[Start of Attachment]

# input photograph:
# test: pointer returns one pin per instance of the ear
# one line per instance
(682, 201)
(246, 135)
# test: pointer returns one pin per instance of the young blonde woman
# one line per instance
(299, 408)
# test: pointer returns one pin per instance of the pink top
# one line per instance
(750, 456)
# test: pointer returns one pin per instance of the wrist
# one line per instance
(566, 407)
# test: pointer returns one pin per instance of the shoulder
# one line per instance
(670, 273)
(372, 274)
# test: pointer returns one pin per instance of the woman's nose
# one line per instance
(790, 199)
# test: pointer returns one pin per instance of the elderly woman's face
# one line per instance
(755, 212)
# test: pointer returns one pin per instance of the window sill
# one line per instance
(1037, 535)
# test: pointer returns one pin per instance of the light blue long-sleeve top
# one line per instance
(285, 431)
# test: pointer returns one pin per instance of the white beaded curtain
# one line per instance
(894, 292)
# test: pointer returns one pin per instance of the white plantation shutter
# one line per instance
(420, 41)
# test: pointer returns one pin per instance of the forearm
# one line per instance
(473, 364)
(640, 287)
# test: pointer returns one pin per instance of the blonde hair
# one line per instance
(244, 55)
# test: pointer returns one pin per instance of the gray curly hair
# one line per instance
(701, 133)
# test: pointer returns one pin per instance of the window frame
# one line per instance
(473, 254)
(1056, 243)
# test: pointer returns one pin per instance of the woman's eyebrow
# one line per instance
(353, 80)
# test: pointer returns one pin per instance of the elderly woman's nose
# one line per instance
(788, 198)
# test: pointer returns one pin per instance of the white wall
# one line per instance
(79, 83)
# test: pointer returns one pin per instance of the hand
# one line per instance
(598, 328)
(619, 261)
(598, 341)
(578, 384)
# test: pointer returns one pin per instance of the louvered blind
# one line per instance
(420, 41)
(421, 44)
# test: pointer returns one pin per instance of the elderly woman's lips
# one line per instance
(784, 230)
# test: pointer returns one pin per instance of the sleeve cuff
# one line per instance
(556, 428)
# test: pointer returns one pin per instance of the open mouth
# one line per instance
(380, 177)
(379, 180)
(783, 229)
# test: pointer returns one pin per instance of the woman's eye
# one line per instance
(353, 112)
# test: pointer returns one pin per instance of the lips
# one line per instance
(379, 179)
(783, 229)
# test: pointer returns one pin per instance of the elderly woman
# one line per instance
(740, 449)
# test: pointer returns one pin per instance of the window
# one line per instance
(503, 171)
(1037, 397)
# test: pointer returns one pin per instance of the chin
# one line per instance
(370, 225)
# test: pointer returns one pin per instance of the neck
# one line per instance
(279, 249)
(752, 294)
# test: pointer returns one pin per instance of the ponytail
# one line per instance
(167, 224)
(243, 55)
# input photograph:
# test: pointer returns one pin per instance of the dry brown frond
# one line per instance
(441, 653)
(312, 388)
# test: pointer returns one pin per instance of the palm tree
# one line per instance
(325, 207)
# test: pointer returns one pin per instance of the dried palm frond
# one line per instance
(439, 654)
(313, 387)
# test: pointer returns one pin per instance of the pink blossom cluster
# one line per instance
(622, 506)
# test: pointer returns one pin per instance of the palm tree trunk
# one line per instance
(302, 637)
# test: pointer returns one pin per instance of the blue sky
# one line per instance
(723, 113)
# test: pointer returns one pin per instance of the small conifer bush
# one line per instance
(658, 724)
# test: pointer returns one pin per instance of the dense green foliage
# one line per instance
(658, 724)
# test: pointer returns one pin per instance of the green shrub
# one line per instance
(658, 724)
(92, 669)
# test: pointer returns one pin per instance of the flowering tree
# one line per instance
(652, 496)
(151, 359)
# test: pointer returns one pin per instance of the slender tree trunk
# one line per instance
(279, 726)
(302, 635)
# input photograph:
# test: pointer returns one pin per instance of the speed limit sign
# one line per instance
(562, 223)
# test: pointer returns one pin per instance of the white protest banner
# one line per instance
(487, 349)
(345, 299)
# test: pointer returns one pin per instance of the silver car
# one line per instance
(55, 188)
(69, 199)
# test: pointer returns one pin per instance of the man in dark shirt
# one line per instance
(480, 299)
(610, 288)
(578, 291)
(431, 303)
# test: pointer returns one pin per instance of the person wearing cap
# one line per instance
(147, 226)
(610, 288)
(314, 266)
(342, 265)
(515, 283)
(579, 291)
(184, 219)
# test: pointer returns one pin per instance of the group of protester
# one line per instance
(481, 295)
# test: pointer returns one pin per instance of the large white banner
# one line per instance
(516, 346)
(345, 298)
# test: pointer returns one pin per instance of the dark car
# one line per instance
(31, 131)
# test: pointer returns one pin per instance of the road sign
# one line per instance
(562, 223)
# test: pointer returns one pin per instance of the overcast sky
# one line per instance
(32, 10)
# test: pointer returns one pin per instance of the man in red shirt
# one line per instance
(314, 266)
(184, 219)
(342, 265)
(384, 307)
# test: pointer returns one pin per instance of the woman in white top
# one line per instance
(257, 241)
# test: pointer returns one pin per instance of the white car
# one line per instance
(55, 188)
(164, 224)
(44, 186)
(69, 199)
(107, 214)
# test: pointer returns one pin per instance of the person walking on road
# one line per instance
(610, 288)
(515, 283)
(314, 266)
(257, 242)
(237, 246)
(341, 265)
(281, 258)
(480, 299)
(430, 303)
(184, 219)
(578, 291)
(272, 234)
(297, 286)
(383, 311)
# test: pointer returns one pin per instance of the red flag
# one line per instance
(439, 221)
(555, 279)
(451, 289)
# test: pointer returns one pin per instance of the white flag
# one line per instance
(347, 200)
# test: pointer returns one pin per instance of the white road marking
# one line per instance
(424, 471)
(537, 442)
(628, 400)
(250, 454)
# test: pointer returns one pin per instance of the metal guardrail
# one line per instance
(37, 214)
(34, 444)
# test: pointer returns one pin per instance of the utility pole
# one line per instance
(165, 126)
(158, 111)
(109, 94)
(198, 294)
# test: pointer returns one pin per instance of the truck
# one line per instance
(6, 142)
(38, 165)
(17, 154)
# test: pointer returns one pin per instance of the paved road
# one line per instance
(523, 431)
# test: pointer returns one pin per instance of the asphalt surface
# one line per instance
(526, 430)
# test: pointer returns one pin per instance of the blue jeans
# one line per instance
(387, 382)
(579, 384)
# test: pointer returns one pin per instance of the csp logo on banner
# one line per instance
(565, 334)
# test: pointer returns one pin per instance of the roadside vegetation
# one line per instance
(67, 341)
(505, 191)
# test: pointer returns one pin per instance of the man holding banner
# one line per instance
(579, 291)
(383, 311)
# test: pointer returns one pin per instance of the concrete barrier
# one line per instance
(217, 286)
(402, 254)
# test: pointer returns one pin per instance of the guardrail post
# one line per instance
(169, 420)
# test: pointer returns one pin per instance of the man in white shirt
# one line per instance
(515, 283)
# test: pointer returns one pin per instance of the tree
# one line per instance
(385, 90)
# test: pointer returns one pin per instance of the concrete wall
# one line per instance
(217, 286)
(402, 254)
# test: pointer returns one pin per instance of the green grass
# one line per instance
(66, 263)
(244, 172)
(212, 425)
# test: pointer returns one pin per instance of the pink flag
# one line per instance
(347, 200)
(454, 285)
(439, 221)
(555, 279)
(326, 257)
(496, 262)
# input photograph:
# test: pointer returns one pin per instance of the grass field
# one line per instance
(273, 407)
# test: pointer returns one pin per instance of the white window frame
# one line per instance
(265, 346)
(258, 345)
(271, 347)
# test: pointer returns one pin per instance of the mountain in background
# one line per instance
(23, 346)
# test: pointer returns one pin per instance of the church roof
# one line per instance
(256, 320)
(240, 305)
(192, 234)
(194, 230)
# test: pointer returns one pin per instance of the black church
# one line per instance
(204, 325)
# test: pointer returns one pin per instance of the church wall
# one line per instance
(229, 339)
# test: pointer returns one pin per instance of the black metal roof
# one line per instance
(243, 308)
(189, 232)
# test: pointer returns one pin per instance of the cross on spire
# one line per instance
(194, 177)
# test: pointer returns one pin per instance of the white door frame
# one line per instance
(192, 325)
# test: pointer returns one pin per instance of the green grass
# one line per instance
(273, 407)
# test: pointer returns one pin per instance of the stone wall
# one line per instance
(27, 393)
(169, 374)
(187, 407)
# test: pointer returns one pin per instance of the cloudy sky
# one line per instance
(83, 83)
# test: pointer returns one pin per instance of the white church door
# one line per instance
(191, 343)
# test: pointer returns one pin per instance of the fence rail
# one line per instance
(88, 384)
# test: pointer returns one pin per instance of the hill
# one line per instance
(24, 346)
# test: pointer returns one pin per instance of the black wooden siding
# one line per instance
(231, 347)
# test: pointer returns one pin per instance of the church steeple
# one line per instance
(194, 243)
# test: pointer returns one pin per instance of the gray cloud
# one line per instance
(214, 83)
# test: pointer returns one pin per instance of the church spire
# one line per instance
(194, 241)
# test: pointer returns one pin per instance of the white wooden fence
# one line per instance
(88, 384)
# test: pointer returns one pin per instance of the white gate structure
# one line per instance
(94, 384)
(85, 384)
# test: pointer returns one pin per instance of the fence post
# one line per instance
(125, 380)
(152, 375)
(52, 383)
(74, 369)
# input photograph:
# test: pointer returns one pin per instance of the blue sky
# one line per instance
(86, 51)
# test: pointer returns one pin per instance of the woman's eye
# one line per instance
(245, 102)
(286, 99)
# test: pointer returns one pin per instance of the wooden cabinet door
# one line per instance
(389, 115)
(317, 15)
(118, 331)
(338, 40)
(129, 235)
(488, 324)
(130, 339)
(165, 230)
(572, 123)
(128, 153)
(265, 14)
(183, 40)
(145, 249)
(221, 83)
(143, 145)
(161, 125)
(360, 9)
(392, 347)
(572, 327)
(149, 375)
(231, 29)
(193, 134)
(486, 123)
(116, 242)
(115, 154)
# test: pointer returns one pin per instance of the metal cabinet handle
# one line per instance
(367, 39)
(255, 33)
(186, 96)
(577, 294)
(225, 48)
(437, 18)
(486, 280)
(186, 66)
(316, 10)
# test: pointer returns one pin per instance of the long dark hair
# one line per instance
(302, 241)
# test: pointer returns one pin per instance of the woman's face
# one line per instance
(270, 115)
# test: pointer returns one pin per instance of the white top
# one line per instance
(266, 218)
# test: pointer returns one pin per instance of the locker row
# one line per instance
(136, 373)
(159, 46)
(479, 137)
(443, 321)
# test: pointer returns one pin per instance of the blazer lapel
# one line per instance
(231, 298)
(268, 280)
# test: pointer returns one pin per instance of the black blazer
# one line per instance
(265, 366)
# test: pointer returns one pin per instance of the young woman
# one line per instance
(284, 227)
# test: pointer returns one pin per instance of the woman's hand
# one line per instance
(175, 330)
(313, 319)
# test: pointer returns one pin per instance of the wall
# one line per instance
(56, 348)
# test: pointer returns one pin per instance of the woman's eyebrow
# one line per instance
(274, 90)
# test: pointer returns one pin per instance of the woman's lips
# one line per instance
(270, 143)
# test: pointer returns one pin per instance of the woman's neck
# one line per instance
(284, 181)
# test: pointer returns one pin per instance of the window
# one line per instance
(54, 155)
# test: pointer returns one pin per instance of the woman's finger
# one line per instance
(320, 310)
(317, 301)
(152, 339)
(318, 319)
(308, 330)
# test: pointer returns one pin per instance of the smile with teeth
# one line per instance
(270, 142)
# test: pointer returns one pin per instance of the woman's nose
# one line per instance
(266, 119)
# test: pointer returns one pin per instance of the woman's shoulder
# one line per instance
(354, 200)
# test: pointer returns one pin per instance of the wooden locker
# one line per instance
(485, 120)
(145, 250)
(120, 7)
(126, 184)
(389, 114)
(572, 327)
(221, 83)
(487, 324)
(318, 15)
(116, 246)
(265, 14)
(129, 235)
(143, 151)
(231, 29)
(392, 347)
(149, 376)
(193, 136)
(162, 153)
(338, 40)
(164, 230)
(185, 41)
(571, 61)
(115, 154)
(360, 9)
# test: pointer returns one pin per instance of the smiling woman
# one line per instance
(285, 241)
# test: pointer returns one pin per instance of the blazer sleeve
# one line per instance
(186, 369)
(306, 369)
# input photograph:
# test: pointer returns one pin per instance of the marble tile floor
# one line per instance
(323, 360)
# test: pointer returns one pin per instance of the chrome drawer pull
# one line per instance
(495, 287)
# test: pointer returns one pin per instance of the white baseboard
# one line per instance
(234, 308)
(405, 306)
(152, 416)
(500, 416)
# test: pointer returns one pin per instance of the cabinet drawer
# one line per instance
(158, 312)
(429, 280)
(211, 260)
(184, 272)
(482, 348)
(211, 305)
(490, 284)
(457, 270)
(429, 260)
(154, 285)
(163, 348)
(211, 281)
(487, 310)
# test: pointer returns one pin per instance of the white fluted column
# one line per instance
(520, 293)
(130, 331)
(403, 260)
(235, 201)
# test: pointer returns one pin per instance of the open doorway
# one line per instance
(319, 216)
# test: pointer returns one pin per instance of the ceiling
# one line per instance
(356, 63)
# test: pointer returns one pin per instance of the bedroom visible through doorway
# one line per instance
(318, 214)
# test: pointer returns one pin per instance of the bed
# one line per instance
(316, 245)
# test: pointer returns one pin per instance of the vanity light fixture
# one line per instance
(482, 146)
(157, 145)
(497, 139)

[End of Attachment]

Requirement: Copy every single line of the material above that holds "roof".

Completed exercise:
# test: pointer returns one pin per instance of the church roof
# test: pointer returns one pin per instance of the black metal roof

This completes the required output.